STUDY TEXT:
Can Filing Bankruptcy Stop a Wage Garnishment?

Learn how filing for bankruptcy can stop a wage garnishment.

If your employer is deducting funds from your check due to a wage garnishment and you can't pay your monthly bills, filing a bankruptcy case will offer you some relief. How long that relief lasts will depend on the type of bankruptcy you file and the type of debt the creditor is collecting.

How Bankruptcy Can Stop a Garnishment

Under most circumstances, when you file a bankruptcy case, an injunction (a type of order) called the automatic stay goes into effect. The stay prohibits creditors from taking collection action against you or your property without permission of the bankruptcy court.

ACTIVITY 1:
Answer these questions about the bankruptcy article:
(a) What two things determine how long the relief from filing lasts?
(b) What is the injunction that goes into effect when a bankruptcy case is filed called?
(c) Without whose permission does the stay bar creditors from taking collection action?
ACTIVITY 2: Update the bankruptcy article between "Learn how filing" and "creditor is collecting.", inclusive, writing "company" wherever "employer" appears.
The items after this point have no connection to the bankruptcy article.

DATASET RECORDS:
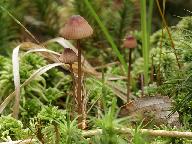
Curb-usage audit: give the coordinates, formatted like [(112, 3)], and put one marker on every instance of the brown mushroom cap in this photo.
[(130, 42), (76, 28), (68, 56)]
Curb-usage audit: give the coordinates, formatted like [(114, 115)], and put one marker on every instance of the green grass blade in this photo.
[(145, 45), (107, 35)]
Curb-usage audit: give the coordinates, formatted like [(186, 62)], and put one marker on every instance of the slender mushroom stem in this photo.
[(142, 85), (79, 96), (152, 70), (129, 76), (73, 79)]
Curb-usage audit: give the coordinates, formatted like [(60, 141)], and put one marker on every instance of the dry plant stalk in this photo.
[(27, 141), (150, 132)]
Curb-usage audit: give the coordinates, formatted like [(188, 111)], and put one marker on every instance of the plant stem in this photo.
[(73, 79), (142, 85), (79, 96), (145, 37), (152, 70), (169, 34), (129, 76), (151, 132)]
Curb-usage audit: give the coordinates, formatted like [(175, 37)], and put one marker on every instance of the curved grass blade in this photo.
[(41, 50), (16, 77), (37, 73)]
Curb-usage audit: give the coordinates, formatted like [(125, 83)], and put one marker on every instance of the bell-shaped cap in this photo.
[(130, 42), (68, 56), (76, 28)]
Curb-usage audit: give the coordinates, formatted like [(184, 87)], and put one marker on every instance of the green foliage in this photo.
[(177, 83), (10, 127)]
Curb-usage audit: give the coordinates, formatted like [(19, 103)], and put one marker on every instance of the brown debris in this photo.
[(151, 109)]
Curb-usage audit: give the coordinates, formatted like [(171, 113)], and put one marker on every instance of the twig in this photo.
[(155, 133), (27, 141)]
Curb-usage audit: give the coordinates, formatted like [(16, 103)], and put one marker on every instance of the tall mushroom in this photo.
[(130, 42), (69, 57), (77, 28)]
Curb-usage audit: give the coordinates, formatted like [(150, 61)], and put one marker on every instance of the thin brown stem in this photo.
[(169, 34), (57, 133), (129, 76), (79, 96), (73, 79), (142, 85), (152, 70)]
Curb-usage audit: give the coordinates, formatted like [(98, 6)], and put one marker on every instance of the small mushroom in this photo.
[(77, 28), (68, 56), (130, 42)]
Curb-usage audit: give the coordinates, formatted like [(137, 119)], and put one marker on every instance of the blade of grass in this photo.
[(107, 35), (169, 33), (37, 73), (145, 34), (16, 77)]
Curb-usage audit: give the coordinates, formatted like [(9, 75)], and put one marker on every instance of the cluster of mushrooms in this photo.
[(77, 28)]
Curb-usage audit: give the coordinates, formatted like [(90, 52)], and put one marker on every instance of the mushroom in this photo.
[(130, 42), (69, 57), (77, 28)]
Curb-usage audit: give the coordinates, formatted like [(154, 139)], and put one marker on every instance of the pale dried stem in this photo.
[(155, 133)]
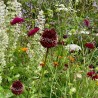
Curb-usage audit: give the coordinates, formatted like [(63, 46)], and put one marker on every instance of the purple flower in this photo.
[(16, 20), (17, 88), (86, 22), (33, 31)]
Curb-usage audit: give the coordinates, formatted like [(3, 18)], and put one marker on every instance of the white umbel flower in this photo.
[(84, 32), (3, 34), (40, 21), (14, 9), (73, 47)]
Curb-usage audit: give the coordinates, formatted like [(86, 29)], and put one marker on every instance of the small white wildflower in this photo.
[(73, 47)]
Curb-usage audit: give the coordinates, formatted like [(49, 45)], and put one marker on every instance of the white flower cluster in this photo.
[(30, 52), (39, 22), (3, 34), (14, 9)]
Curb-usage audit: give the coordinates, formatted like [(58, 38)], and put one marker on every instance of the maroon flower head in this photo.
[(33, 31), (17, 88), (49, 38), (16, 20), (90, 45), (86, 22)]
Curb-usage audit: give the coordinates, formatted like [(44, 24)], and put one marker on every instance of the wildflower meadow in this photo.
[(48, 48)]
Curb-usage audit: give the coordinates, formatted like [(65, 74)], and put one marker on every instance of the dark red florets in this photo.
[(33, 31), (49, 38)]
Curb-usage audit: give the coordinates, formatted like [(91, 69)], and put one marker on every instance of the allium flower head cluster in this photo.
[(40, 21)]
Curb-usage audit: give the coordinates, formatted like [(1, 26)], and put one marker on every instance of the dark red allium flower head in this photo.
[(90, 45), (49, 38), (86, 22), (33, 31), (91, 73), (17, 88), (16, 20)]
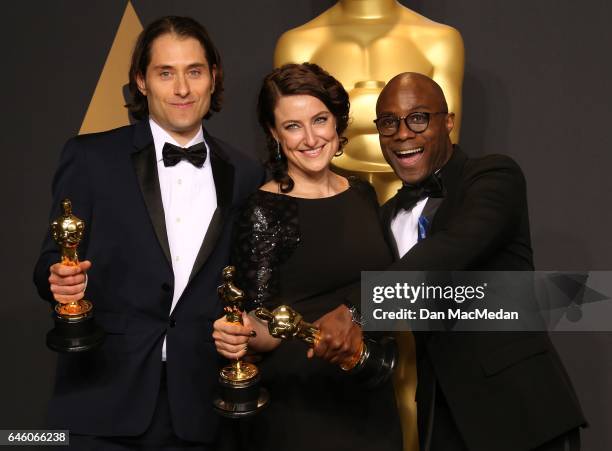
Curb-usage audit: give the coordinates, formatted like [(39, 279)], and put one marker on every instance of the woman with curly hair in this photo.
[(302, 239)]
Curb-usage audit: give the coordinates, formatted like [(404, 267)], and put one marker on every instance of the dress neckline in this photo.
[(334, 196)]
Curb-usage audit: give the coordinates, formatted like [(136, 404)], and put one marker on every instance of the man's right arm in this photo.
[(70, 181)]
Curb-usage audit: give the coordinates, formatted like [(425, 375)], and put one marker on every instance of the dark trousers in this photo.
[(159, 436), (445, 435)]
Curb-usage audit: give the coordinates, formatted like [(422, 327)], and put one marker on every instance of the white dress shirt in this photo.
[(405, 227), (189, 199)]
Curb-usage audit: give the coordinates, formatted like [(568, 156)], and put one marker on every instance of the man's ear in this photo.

RESPONSE 1:
(a) The type of bankruptcy you file and the type of debt the creditor is collecting.
(b) The automatic stay.
(c) The bankruptcy court's.

RESPONSE 2:
Learn how filing for bankruptcy can stop a wage garnishment.

If your company is deducting funds from your check due to a wage garnishment and you can't pay your monthly bills, filing a bankruptcy case will offer you some relief. How long that relief lasts will depend on the type of bankruptcy you file and the type of debt the creditor is collecting.